- **Complete the following**:
1 - Reproduce, word for word, part of the passage about Carly Simon and the Challenger launch: begin at the words "Then, in late" and stop after the words "of her career.".
2 - Carry the passage about Carly Simon and the Challenger launch forward, starting after its final sentence.

- **Selected passage**:
┌────────
Then, in late January 1985, something awful happened. A schoolteacher called Christa McAuliffe was a passenger on the space shuttle
Challenger
. She was to become the first teacher in space. Millions of children would watch the launch on television. She was also an avid Carly Simon fan and had announced she was carrying Carly’s cassettes with her into orbit. Carly was watching at home when
Challenger
exploded seventy-three seconds into the flight. All seven astronauts perished, and national trauma ensued.

But Carly plunged into her work. She had to write an album for
Clive Davis now, and was out of practice. She hadn’t much liked her last two albums. But now she looked around her world and family for inspiration, and ended up with one of the most successful songbooks of her career.
└────────
- **Information given**:
┌────────
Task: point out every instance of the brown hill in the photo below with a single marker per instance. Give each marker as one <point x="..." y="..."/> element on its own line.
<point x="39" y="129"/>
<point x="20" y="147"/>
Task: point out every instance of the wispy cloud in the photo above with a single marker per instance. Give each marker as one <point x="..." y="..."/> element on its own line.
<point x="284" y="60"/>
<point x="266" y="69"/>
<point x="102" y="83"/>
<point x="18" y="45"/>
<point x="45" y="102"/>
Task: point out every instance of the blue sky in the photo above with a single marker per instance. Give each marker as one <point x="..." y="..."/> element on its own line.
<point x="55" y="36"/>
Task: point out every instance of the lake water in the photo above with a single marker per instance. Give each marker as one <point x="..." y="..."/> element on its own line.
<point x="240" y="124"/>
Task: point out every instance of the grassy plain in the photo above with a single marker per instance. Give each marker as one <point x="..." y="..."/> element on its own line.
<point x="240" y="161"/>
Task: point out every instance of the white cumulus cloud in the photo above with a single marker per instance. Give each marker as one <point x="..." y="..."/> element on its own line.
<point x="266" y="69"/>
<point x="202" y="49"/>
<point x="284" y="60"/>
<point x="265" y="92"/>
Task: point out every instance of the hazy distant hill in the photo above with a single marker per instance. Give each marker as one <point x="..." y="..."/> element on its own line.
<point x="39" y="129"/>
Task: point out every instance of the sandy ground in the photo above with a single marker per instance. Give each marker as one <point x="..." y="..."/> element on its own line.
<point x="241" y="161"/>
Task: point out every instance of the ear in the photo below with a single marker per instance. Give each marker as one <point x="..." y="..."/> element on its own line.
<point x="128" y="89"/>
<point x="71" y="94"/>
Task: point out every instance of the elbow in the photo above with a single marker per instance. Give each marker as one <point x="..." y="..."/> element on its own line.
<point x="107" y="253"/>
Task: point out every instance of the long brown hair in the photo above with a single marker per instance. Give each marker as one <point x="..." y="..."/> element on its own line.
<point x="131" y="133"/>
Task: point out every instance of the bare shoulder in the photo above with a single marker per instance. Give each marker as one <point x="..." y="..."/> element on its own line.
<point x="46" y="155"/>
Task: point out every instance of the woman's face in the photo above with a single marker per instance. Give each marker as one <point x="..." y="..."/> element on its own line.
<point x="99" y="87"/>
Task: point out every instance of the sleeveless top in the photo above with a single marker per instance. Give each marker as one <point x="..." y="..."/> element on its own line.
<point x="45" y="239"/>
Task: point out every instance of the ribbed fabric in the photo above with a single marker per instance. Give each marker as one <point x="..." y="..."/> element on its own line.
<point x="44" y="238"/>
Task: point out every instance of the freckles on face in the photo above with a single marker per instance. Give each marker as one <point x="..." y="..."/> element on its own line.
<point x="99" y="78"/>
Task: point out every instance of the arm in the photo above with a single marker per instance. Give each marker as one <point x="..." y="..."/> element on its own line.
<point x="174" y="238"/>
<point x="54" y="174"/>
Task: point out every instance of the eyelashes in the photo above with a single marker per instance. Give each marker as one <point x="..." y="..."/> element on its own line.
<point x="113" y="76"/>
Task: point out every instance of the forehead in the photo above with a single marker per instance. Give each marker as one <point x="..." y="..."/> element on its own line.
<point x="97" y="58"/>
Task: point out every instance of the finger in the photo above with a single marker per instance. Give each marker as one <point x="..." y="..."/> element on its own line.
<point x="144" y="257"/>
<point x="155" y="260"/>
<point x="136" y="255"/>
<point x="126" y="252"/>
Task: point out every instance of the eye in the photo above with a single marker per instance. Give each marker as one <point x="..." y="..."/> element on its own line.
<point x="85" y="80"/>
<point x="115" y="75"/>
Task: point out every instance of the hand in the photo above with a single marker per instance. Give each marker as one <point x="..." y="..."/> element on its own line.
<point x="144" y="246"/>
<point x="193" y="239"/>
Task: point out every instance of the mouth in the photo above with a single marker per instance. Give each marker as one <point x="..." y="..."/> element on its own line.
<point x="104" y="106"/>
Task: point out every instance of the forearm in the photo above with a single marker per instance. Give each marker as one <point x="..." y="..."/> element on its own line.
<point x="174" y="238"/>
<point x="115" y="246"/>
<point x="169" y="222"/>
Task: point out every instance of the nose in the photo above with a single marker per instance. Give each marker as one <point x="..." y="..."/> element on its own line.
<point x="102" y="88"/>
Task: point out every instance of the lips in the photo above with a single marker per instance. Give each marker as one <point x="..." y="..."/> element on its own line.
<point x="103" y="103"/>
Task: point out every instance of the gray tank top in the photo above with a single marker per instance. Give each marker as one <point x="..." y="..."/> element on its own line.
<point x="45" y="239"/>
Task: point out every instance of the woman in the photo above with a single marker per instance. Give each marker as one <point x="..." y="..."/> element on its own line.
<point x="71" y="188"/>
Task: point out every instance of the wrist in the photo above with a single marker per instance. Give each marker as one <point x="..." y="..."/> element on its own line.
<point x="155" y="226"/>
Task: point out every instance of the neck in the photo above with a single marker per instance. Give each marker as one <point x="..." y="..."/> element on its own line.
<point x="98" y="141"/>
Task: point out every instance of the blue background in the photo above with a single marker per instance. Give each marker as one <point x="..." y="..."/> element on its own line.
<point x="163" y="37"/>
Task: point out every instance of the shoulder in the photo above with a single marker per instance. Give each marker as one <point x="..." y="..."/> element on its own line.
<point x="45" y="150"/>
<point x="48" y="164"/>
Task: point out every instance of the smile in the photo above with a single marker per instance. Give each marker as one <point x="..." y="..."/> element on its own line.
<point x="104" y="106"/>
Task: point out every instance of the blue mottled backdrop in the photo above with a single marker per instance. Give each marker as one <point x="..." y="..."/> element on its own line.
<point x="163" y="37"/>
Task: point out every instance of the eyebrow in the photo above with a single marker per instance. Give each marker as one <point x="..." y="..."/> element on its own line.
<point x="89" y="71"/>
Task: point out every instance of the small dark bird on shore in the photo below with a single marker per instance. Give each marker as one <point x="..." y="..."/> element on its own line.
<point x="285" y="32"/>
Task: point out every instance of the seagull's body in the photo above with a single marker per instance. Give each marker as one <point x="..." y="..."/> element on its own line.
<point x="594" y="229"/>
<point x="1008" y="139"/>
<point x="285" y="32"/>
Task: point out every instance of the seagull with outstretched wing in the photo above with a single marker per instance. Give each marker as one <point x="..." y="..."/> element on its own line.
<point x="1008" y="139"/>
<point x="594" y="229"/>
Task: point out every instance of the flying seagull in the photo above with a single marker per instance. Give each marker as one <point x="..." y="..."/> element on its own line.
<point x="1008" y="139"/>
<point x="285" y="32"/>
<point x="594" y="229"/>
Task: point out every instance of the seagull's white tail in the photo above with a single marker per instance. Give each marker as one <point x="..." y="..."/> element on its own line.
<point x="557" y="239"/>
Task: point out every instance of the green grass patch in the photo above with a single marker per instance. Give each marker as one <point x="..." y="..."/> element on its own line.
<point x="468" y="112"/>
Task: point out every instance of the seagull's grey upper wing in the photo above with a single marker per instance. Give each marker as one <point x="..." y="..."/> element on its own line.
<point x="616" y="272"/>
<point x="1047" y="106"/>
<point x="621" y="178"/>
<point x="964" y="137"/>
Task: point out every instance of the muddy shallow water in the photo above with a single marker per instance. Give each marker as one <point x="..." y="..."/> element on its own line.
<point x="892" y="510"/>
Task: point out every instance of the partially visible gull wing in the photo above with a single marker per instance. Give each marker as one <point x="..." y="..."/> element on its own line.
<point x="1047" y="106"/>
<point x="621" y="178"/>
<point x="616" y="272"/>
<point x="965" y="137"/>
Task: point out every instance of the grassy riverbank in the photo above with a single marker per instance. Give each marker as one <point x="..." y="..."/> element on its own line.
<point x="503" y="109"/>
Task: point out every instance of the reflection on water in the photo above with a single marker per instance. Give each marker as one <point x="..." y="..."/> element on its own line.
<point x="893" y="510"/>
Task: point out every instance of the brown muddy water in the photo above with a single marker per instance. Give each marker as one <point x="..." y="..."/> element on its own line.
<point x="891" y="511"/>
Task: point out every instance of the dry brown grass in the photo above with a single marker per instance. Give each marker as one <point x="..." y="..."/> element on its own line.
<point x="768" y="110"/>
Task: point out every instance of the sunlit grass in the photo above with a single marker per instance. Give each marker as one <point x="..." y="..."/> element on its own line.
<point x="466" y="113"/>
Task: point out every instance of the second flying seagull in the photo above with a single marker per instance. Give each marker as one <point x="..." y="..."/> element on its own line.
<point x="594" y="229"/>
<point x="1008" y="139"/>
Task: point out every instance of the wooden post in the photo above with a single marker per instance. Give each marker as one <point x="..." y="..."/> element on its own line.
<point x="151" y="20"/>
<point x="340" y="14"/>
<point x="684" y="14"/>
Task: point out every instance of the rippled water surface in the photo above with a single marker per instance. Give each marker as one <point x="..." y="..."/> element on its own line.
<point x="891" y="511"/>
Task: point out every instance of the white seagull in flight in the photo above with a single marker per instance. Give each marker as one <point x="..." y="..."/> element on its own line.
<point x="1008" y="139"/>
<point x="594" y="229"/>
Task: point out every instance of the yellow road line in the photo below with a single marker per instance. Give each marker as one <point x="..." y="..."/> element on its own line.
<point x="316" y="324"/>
└────────
- **Answers for the exercise**:
1 -
Then, in late January 1985, something awful happened. A schoolteacher called Christa McAuliffe was a passenger on the space shuttle
Challenger
. She was to become the first teacher in space. Millions of children would watch the launch on television. She was also an avid Carly Simon fan and had announced she was carrying Carly’s cassettes with her into orbit. Carly was watching at home when
Challenger
exploded seventy-three seconds into the flight. All seven astronauts perished, and national trauma ensued.

But Carly plunged into her work. She had to write an album for
Clive Davis now, and was out of practice. She hadn’t much liked her last two albums. But now she looked around her world and family for inspiration, and ended up with one of the most successful songbooks of her career.

2 -
Summer 1986. Caroline Kennedy, only daughter of the late president, married Edwin Schlossberg, a museum consultant, on Cape Cod. Carly entertained the wedding guests that evening at the Kennedy family compound in Hyannisport. This is where Carly became close to the bride’s mother, Jacqueline Kennedy Onassis, then twice widowed and the owner of the most spectacular beachfront estate on Martha’s Vineyard. Carly hit it off with Jackie immediately, and soon Mrs. Onassis was calling with lunch invitations, ostensibly to discuss possible book projects, since Jackie was by then a hardworking editor at Doubleday, the old New York publishing house.

One day that summer, Carly had an epiphany at the Vineyard house. She was going through compartments in the guitar closet when she found “a little assemblage” of James Taylor’s stuff: a guitar string, some twine, some burnt-out matches, wire-rimmed glasses with a lens missing, and a crumpled Polaroid snapshot of Carly. She shuddered to remember that he had been gone from the house for five years, and yet he was so much in evidence: His fishing rod still hung above the sliding doors in the living room. The Plexiglas panels he’d nailed into the windows still kept out the winter chill. They also turned the room into a summer inferno, but Carly had never wanted to change anything because it was the last remaining part of the house James had built before she knew him.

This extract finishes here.